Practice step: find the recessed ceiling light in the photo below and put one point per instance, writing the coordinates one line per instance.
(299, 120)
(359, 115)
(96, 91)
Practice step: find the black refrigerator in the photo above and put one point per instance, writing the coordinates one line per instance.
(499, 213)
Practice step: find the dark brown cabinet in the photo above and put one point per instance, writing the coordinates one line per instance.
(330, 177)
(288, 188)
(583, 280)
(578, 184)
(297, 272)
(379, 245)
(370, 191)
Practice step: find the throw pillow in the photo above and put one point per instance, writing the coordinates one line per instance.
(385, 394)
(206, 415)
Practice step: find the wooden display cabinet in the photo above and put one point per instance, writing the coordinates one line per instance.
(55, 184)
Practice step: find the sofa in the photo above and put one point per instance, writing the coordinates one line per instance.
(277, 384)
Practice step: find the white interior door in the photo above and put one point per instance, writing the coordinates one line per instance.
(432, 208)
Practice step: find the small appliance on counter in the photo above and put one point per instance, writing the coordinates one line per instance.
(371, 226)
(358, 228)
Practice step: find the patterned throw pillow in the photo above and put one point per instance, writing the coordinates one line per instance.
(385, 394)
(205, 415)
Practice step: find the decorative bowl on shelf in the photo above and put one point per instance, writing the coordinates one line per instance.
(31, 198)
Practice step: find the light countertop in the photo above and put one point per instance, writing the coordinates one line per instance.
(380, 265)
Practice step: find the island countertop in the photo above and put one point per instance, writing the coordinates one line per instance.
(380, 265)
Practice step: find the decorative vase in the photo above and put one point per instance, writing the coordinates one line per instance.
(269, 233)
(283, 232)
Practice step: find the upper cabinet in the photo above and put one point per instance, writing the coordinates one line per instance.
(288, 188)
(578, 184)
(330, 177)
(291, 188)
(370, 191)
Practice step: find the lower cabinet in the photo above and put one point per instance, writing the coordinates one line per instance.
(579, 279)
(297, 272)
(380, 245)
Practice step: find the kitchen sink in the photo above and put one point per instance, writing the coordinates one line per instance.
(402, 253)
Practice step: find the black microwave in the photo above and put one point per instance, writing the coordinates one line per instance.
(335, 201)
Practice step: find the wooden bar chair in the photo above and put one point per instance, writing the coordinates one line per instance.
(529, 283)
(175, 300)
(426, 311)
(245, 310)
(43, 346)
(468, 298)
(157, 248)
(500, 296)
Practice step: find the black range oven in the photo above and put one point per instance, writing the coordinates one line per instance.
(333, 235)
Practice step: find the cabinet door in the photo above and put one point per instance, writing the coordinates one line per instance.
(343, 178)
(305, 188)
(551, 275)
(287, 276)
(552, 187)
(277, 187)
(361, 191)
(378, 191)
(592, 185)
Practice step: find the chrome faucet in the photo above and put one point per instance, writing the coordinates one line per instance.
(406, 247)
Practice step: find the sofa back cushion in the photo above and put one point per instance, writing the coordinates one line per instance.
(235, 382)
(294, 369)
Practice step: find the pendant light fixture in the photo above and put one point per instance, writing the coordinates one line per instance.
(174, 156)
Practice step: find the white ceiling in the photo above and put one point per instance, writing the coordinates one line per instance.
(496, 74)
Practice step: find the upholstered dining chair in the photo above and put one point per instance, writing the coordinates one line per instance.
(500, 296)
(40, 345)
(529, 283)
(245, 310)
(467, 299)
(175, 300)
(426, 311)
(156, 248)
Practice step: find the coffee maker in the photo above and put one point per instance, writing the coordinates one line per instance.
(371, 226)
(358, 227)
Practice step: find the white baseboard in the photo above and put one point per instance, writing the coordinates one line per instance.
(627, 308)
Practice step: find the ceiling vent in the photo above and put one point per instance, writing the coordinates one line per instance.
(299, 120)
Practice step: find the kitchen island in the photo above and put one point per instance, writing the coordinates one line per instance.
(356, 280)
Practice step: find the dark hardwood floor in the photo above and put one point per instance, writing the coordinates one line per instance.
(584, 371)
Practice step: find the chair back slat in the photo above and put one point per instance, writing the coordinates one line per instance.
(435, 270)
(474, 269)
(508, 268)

[Exercise description] An exact copy of every record above is needed. Write it out word for word.

[Task response]
Practice step: find the recessed ceiling light in the photo below and put one point per instance, writing the coordinates one line per instance.
(299, 120)
(359, 115)
(96, 91)
Practice step: find the black refrigerator in the photo above and put one point per instance, writing the coordinates one line per instance.
(499, 213)
Practice step: find the dark brown cabinet in the photo above and put one point per instance, writing the coordinates one line per instance.
(330, 177)
(288, 188)
(583, 280)
(578, 184)
(297, 272)
(379, 245)
(370, 191)
Practice step: find the throw pillow in the photo above and put one point per instance, writing the coordinates one line per instance.
(385, 394)
(206, 415)
Practice step: find the wooden display cabinet in the photo above and put one point per instance, writing the coordinates one line per instance.
(55, 184)
Practice step: find the sofa in the photo above and put one point per instance, writing the coordinates one line per instance.
(277, 384)
Practice step: find the white interior door in the photo above and put one point per instance, writing the coordinates one line per instance.
(432, 208)
Practice step: find the small appliance on counter in the photo above and put one point per instance, writing the coordinates one line per instance.
(371, 226)
(358, 228)
Practice step: find the patterned throw pillow in the photo above and put one point per instance, writing the coordinates one line per instance.
(385, 394)
(205, 415)
Practice step: find the decorative bowl on shelf in the photo above and put one point per instance, writing the coordinates one line per instance.
(31, 198)
Practice step: find the light countertop in the photo above and put one point per instance, writing the coordinates one line per instance.
(380, 265)
Practice step: find the island countertop in the photo above and put one point per instance, writing the coordinates one line per instance.
(380, 265)
Practice step: find the decorative vase in the photo above and put one point per instance, writing the coordinates one line per instance.
(269, 233)
(283, 232)
Practice step: find the upper cabinet in the photo above and put one point per instance, writing the coordinates one line per instance.
(288, 188)
(578, 184)
(330, 177)
(291, 188)
(370, 191)
Practice step: find the lower cabinet in the photo above and put one point per instance, writing the coordinates one line per instance.
(579, 279)
(297, 272)
(380, 245)
Practice step: find the kitchen sink in the photo above and put one point per instance, writing the coordinates one line per instance.
(402, 253)
Practice step: find the black microwave in the photo above and put one point per instance, writing the coordinates one line per instance.
(335, 201)
Practice step: find the wooden bar chair in the photo above and put one point per instance, writing the coordinates one line per instance.
(529, 283)
(175, 300)
(426, 311)
(245, 310)
(43, 346)
(468, 298)
(157, 248)
(500, 296)
Practice step: find the black range oven in the photo above and put one point per instance, writing the coordinates one line per instance.
(333, 235)
Practice step: find the cabinet door in the photo above and put one point per instance, writing the coordinates one line per instance.
(343, 178)
(305, 188)
(551, 275)
(287, 276)
(552, 187)
(277, 187)
(361, 191)
(378, 191)
(592, 185)
Practice step: find the chrome faucet in the photo above and put one point per instance, writing the coordinates one line per instance.
(406, 247)
Practice step: find the sofa back cushion in the photo above and put one point per instance, writing the coordinates one line per instance.
(235, 382)
(294, 369)
Practice step: find the pendant light fixture in the photo above and put one point per instance, writing the coordinates one line per instance.
(174, 156)
Practice step: find the white ceiling in the photo above and put one point per instance, writing the coordinates one line per instance.
(496, 74)
Practice step: find the upholstered dining chair in the photo above and put one point per instance, writing the coordinates one line per instance.
(500, 296)
(40, 345)
(529, 283)
(245, 310)
(467, 299)
(175, 300)
(426, 311)
(156, 248)
Practice step: find the coffee maker in the photo above and put one point per instance, writing the coordinates one line per instance.
(371, 226)
(358, 227)
Practice step: find the white baseboard in the photo above and put one point per instance, writing the coordinates one line per instance.
(627, 308)
Practice step: find the ceiling vent in the photo above and put one point per instance, writing the coordinates one line per instance.
(299, 120)
Practice step: find the kitchen island in the photo above and put one point per instance, writing the coordinates one line per instance.
(356, 280)
Practice step: find the dark hardwood floor in the photo above and put one point per instance, writing the coordinates one line per instance.
(584, 371)
Practice step: find the chair back slat in the photo above and put one point per instance, writing the coordinates one line per instance.
(435, 270)
(474, 269)
(508, 268)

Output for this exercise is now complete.